Work to complete — Reproduce every entry below exactly, minus the pictures.

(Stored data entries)
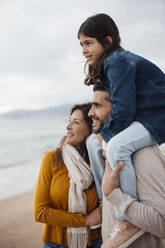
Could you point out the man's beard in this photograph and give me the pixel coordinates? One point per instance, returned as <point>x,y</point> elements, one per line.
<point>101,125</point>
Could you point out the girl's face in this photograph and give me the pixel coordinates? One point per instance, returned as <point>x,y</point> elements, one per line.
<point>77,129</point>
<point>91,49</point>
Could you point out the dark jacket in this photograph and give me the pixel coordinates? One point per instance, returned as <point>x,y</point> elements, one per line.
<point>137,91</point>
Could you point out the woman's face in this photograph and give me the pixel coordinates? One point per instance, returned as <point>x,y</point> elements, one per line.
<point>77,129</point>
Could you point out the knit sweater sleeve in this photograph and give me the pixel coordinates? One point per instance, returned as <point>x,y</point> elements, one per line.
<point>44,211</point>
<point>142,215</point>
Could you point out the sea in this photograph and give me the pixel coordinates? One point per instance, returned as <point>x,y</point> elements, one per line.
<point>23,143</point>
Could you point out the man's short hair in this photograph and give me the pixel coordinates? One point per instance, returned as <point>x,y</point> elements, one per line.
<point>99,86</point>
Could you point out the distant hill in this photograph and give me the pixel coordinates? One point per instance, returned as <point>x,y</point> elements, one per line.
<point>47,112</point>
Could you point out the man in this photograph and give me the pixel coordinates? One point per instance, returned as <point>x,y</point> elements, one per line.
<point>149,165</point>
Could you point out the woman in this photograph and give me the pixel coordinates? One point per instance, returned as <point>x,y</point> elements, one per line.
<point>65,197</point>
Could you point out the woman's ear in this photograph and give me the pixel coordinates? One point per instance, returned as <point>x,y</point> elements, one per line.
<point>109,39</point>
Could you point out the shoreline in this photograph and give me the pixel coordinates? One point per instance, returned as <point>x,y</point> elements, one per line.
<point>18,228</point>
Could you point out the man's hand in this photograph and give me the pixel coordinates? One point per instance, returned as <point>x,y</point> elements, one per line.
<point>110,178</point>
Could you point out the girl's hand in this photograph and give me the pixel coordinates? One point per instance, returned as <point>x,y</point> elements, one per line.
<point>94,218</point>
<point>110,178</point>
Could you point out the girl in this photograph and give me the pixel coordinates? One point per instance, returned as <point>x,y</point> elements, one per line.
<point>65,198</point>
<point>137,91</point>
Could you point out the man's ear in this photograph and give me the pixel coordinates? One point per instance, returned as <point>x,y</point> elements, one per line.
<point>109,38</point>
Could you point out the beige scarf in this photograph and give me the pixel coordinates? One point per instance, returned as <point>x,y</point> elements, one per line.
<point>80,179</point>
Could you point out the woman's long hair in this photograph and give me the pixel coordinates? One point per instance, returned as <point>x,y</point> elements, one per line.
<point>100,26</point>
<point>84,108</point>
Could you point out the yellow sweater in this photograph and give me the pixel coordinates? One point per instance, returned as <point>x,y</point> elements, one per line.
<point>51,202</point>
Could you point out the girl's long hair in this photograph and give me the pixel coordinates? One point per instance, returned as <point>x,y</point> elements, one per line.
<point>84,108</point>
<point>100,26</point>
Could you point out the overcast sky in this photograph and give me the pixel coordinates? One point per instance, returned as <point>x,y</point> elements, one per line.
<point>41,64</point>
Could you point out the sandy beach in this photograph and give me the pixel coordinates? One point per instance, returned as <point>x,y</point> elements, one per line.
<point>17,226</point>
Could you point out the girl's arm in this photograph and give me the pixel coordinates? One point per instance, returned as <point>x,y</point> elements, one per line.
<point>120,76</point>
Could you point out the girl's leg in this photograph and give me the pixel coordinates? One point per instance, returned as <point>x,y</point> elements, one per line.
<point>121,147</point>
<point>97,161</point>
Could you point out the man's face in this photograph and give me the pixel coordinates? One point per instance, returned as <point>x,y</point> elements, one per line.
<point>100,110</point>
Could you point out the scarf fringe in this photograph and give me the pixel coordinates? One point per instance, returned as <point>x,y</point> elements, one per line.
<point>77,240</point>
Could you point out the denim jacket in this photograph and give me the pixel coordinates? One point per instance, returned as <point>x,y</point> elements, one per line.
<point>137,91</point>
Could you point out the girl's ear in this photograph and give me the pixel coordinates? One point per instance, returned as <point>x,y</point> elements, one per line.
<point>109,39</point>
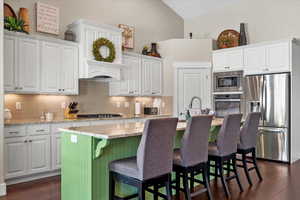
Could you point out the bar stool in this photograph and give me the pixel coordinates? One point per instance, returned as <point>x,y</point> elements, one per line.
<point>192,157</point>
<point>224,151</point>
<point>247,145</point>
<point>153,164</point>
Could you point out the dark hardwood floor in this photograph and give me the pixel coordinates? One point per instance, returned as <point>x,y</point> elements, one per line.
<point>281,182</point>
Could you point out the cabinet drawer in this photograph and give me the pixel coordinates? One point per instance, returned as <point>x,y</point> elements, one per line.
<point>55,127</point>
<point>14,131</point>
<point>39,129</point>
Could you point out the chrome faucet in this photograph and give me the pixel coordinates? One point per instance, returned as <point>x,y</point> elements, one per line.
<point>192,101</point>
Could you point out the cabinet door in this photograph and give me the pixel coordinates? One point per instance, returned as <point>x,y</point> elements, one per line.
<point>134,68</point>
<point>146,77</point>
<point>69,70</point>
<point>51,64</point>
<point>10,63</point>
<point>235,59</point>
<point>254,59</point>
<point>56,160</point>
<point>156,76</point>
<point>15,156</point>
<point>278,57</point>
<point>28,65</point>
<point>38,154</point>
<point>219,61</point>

Finished task —
Could you point out the man's beard in this photograph and give me the pixel coordinates? One point per instance, returned as <point>x,y</point> elements, one per line.
<point>101,125</point>
Could you point out the girl's face in this photograph and give me the pixel coordinates? One point per instance, returned as <point>x,y</point> elements, one per line.
<point>77,129</point>
<point>91,49</point>
Could you point out the dark jacket in this photograph and give me the pixel coordinates? One point per instance, returned as <point>x,y</point> elements, one per line.
<point>137,91</point>
Could you point out the woman's face in this photograph and give me the pixel coordinates? One point per instance, returned as <point>x,y</point> elements, one per line.
<point>77,129</point>
Could you point out the knit sweater sleeve in this photograph and give me the pixel coordinates? One point per instance, returned as <point>x,y</point> elements, one per line.
<point>44,211</point>
<point>142,215</point>
Could you point out the sea in this photograph and give me the pixel coordinates? One point per instance, returned as <point>x,y</point> elements, one per line.
<point>23,143</point>
Could you point out the man's short hair in this photograph and give me the pixel coordinates? One point per instance, returned as <point>x,y</point> elements, one per line.
<point>99,86</point>
Could you point out the distant hill in this photograph and give me the pixel coordinates? One point per instance, returned as <point>x,y</point> elements, one per line.
<point>47,112</point>
Could you point out the man in this photograph and give me the pixel coordinates? One point per instance, returned as <point>x,y</point> elements, one per line.
<point>149,165</point>
Could you point out the woman in this photograph and give me the pixel coordinates? One point per instance, returned as <point>x,y</point> elements, one per line.
<point>65,197</point>
Could you point out the woman's ear in this photograph and give me the pixel coordinates? One point per instance, returned as <point>x,y</point> elements, one per line.
<point>109,39</point>
Could you point out the shoreline in this photograph and give me the pixel coordinates? One point per instance, returned as <point>x,y</point> elements, one per line.
<point>18,228</point>
Could you point out the man's hand in this photograph and give me the pixel coordinates? One point per instance, returned as <point>x,y</point> elements, one per line.
<point>110,178</point>
Could you point out the girl's hand in this photograph and give me the pixel coordinates? One point per instance, returned as <point>x,y</point> elements, one per line.
<point>94,218</point>
<point>110,178</point>
Could you point out the girl in this photograph and give me the pixel coordinates? One point per instance, returned as <point>x,y</point> elements, one per line.
<point>65,198</point>
<point>137,91</point>
Could you point out the man's ear in this photograph and give me the pixel coordinates? One point per instance, returned as <point>x,y</point> elements, one per line.
<point>109,38</point>
Could you point out the beige scarf in this photograph and give me the pixel coordinates? One point per instance, returned as <point>x,y</point> elements, one per line.
<point>80,179</point>
Could you point out the woman's long hair in this photograph and give me the pixel coordinates? One point per instance, returned as <point>x,y</point> elements, one per line.
<point>100,26</point>
<point>84,108</point>
Could you point out the yellow sweater in this photograph and give me the pixel coordinates? One point per instance, returned as <point>x,y</point> elements, one per line.
<point>51,202</point>
Could you point out the girl's long hair in this photograph and give me the pixel coordinates? One point per instance, returned as <point>x,y</point> elements, one per line.
<point>84,108</point>
<point>100,26</point>
Could you point out the overcast sky in this photograph and give me the pixel coordinates? One point per instance, returned as <point>x,y</point> elements, one per line.
<point>41,64</point>
Could you point out the sandy beach in this photograph and give me the pixel coordinates? One point per instance, returned as <point>x,y</point> elements, one per line.
<point>17,226</point>
Could you point out the girl's arm in this photograph and give me the pixel coordinates? One point per instance, returned as <point>x,y</point> elements, one per line.
<point>120,76</point>
Could you point out the girl's leg in this photograph and give me the pixel coordinates? One point per instance, returned as <point>x,y</point> elements, one per line.
<point>121,147</point>
<point>97,161</point>
Could you point out the man's face in this photograph and give me the pixel coordinates? One point per instance, returned as <point>x,y</point> elements, one per line.
<point>100,110</point>
Could you point out the scarf fringe in this photograph and give me the pixel coordinates? One point per instance, returned as <point>x,y</point> elements, one per line.
<point>77,240</point>
Could you point out the denim jacket in this photograph and give me the pixel coordinates? One point per instance, returned as <point>x,y</point> elements, one per line.
<point>137,91</point>
Could you point out the girl's ear in this photograph and give me the pixel coordinates? One point per instance, returned as <point>x,y</point> elements, one per line.
<point>109,39</point>
Could you point out the bar stool in this photograph and give me the pixel coordinates? One point per instance, returned as <point>x,y</point> elements, one per line.
<point>192,157</point>
<point>224,151</point>
<point>247,145</point>
<point>153,164</point>
Could you point out the dark hardwood floor in this photograph and give me the pixel coordinates? One point per instance, returned as <point>x,y</point> elements, one per line.
<point>281,182</point>
Could you point out the cabinet drawer in this photograph and give me the pixel coordinates? One point per instance, returned as <point>x,y</point> elements, one per line.
<point>55,127</point>
<point>14,131</point>
<point>39,129</point>
Could you point out the chrome faucet in this photograph and give me the pixel coordinates? One point per instance, returned as <point>x,y</point> elements, one per line.
<point>192,101</point>
Could you point out the cabinet door in this photograph and give me the pixel coordinates? One point per instance, returned as <point>x,y</point> elements, one per line.
<point>134,68</point>
<point>146,77</point>
<point>69,70</point>
<point>51,64</point>
<point>10,63</point>
<point>235,59</point>
<point>254,59</point>
<point>56,160</point>
<point>156,76</point>
<point>15,156</point>
<point>278,57</point>
<point>28,65</point>
<point>38,154</point>
<point>219,61</point>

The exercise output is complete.